Please restate word for word, and with nothing added, the lines that run from the one holding "Mark the bark" to the end of the entries below.

[Stored data entries]
################
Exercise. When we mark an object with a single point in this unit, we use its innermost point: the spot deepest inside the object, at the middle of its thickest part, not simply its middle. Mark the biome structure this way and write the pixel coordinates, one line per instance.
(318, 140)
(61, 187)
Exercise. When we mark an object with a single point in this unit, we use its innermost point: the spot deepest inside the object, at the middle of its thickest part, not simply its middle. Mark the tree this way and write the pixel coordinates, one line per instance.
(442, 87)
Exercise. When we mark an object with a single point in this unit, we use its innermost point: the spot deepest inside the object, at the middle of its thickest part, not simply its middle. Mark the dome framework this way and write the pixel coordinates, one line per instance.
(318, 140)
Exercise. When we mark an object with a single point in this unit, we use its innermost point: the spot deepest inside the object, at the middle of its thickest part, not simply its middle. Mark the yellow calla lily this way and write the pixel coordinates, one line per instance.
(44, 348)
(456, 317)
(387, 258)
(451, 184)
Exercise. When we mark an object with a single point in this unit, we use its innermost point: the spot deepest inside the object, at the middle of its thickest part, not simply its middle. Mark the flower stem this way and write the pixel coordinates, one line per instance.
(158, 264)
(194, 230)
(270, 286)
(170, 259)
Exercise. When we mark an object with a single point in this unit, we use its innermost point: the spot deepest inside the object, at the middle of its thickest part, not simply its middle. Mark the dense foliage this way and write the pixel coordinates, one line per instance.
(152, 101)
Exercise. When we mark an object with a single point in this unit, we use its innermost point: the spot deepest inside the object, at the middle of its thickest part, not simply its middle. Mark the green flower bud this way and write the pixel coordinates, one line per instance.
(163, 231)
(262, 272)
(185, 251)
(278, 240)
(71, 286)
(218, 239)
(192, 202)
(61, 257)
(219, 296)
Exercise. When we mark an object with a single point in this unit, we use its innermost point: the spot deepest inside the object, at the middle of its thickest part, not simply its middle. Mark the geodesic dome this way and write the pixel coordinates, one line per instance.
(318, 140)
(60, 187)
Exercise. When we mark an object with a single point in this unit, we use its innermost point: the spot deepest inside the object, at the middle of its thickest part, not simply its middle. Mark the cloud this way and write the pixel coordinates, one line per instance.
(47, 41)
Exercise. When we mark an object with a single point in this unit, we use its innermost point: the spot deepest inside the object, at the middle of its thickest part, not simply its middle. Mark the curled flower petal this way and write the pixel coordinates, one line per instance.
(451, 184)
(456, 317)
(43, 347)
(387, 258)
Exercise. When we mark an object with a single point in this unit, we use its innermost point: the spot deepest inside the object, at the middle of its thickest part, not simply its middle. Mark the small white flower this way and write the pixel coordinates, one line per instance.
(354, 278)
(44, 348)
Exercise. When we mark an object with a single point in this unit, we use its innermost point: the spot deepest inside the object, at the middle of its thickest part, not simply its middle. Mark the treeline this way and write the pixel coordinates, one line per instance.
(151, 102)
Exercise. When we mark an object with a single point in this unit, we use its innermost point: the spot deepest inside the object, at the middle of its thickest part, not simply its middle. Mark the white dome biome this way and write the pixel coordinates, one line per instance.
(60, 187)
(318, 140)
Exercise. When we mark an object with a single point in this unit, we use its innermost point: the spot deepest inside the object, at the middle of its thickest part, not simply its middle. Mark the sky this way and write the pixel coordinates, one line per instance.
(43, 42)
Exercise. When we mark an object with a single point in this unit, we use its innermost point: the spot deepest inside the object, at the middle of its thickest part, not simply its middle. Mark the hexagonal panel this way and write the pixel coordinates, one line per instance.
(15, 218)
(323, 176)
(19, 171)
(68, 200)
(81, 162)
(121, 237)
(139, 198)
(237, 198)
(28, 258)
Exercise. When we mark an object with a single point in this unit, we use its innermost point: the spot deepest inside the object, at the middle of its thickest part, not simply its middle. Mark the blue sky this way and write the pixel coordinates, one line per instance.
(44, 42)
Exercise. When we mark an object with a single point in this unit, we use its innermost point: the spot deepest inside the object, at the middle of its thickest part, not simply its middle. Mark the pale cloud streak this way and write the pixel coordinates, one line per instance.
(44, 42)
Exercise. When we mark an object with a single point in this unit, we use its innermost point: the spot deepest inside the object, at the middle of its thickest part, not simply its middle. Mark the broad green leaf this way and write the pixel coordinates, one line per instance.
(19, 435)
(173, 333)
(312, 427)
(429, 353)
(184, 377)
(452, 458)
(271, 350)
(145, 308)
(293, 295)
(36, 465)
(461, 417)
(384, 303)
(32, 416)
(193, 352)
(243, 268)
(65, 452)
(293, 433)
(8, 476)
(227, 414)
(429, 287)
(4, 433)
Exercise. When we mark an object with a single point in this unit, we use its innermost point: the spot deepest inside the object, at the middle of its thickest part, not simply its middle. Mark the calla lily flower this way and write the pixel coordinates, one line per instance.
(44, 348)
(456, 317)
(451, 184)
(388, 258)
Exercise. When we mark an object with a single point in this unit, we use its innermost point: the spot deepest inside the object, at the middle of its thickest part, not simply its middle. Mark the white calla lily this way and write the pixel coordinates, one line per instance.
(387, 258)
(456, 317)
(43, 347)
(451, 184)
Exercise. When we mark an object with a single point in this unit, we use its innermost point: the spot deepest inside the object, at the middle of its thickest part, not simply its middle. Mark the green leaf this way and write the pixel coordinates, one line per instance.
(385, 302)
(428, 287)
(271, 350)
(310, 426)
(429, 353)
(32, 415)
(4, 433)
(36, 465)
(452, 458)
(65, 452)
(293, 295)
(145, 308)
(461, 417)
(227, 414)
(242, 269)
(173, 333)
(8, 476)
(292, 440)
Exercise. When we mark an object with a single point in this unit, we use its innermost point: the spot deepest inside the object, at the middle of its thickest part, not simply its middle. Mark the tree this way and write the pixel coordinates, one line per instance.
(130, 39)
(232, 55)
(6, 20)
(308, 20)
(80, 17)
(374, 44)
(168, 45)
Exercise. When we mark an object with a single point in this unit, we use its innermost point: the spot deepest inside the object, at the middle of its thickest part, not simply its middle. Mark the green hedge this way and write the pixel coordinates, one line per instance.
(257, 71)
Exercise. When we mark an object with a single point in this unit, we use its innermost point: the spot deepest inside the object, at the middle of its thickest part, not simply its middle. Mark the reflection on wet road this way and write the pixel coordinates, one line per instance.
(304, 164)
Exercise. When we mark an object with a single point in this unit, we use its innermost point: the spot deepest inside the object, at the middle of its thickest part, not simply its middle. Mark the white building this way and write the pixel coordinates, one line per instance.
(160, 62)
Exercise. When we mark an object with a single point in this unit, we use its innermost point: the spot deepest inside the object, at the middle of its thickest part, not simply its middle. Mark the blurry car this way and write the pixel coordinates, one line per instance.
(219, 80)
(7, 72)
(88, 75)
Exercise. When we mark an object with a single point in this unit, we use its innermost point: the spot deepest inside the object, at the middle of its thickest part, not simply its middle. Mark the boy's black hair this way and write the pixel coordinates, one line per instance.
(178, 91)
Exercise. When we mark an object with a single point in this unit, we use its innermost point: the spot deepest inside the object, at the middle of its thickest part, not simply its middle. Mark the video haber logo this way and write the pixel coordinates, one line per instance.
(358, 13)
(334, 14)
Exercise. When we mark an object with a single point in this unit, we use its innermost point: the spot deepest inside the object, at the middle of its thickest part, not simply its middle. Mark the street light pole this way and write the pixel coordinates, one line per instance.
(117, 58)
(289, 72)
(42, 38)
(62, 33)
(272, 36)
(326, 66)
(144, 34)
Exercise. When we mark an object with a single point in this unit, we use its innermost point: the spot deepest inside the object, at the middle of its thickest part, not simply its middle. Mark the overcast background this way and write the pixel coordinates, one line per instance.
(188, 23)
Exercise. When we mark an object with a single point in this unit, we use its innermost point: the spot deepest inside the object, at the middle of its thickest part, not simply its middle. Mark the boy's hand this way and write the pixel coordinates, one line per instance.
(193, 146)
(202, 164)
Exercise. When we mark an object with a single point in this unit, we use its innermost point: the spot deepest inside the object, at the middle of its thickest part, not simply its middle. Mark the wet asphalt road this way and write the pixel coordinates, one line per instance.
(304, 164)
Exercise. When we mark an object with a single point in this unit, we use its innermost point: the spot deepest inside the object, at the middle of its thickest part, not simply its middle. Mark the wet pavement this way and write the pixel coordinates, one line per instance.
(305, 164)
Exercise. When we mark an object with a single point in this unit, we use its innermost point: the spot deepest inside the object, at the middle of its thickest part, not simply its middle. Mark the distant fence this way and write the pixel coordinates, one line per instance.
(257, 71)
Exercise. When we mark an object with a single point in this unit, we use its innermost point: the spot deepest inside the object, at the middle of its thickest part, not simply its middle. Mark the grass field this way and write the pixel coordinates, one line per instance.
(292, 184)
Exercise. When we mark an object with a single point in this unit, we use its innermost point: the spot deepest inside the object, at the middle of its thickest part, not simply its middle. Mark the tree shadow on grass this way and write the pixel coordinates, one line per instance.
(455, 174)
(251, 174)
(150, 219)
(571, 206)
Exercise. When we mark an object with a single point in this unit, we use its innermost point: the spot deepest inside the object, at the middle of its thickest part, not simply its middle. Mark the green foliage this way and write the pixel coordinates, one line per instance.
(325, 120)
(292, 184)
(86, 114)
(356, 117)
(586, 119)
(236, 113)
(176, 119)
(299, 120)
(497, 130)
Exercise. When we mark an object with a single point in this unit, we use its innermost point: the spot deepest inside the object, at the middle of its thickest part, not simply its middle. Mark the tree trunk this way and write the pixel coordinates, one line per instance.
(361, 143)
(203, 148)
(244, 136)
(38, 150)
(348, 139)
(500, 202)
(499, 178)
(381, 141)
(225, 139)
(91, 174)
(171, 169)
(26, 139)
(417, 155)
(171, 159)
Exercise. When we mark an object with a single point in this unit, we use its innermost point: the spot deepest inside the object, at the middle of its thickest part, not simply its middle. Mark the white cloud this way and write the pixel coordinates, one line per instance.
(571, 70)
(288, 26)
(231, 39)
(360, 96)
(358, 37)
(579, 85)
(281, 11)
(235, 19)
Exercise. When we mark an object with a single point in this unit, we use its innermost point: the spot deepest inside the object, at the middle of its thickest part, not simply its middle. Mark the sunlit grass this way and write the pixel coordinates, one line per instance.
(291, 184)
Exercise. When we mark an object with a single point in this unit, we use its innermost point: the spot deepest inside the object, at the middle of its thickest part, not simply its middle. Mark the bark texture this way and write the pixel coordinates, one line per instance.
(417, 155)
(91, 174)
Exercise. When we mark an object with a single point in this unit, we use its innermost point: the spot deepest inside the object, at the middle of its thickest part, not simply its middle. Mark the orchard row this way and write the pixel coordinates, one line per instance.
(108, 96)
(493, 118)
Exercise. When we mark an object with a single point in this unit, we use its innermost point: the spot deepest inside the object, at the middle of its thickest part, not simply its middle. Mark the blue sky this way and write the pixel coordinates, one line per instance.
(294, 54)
################
## Response for this exercise
Exercise. When we mark an object with a single point in this unit, we use its innermost point: the spot deepest inside the object, at the middle of its thickest part, not simply its middle. Mark the bark texture this way and write the pixel coordinates, one line per instance.
(417, 155)
(91, 174)
Exercise. When we mark an object with a single point in this unit, we use its innermost point: the spot deepest inside the object, at the middle of its thickest part, not simply its middle. Mark the orchard row this way and write the pixel coordinates, one line per instance.
(108, 96)
(493, 118)
Exercise. When we mark an object with a single point in this unit, we use its innermost point: the spot deepest inside the object, at the middle of its thickest part, not simply its middle. Mark the blue sky this way and write the pixel coordinates, one line per instance.
(294, 54)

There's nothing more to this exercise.